PASSAGE PROVIDED ▸
Huge Hike in Numbers Contacting Abuse Group

By Grainne Cunningham
Irish Independent
September 15, 2010

DEMAND for the services of the One in Four charity, which provides support for victims of child abuse, more than doubled last year, in the wake of the publication of the Ryan and Murphy reports.

The charity's annual report, published today, shows that requests for its psychotherapy and advocacy services rose by 214pc over the year.

A total of 1,432 survivors of sexual violence attended One in Four in 2009, compared to 672 in 2008.

Executive director Maeve Lewis said the flood of contacts from victims of sex abuse was "directly attributable to the Ryan and Murphy reports. The debate gave victims the courage to reach out and know they might be believed."

Ms Lewis stressed that she had noticed a "sea change" in what victims were looking for when they got in touch.

"For the first time ever, they were saying, 'I want to make a report to the gardai and HSE now.' Normally, it would take months to get people to that point," she said.

Ms Lewis said many victims of abuse were not thinking about their own experience, but were thinking of the risk that their abuser might reoffend.

"That is a big shift. In the past, people were focused on their own personal suffering," she said.

During the year, 371 clients attended the psychotherapy programme for individual, family and group therapy.

The majority (44pc) had been abused within their families; 27pc by priests or religious; 23pc by neighbours and professionals and 6pc by strangers.

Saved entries
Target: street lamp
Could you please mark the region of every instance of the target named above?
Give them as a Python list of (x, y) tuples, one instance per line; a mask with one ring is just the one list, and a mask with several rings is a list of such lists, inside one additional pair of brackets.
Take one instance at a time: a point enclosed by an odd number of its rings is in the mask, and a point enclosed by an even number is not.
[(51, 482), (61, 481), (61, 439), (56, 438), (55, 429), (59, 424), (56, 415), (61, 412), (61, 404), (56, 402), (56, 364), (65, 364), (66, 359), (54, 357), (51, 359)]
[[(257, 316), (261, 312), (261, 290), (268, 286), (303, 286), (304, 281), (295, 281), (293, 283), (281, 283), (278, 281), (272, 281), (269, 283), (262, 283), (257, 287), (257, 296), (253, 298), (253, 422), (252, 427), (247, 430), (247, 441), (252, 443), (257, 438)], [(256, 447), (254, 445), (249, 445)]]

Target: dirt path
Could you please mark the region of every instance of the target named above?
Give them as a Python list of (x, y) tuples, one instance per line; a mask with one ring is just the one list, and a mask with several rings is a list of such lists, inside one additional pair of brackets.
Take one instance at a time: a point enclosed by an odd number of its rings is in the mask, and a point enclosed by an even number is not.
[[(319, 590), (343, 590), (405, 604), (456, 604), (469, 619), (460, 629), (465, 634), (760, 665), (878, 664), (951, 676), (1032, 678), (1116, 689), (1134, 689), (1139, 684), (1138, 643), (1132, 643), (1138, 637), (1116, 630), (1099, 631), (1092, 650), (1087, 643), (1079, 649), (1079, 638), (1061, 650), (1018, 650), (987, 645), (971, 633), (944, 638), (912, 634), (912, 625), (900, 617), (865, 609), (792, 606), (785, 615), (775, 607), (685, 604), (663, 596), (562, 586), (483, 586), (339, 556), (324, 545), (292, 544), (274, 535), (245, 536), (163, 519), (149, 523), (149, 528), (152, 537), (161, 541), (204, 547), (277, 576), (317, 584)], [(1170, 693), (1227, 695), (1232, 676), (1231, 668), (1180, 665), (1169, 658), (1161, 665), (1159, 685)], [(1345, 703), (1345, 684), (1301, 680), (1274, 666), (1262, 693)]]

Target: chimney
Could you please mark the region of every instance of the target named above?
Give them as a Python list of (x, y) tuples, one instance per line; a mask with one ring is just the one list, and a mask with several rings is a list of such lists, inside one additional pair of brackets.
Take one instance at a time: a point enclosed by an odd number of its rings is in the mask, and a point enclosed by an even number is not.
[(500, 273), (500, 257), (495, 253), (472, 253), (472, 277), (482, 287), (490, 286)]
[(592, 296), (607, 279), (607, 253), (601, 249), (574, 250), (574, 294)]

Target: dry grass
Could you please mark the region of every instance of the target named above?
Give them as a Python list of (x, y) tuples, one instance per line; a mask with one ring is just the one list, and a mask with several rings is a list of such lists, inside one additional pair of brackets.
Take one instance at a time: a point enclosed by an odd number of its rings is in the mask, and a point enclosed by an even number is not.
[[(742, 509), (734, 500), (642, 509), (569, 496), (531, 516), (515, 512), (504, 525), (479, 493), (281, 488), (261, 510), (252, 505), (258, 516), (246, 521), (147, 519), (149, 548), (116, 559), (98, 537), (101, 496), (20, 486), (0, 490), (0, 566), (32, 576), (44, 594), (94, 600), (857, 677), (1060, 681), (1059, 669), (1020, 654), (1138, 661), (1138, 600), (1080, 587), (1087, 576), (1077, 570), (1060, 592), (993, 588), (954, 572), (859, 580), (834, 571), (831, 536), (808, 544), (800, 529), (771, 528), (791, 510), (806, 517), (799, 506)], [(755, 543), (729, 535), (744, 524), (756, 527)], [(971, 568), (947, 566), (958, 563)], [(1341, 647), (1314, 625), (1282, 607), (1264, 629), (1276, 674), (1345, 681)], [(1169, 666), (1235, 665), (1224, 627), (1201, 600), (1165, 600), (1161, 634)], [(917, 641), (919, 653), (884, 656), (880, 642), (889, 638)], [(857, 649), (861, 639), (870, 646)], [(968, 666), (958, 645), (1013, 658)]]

PROBLEMS TO WORK ON ▸
A: According to the article on the One in Four charity, how many survivors of sexual violence attended the charity in 2009?
B: In the One in Four article, turn the paragraph beginning "The majority (44pc) had been abused" into a list.

ANSWERS PROVIDED ▸
A: 1,432 survivors of sexual violence attended One in Four in 2009.

B:
- Within their families: 44pc (the majority)
- By priests or religious: 27pc
- By neighbours and professionals: 23pc
- By strangers: 6pc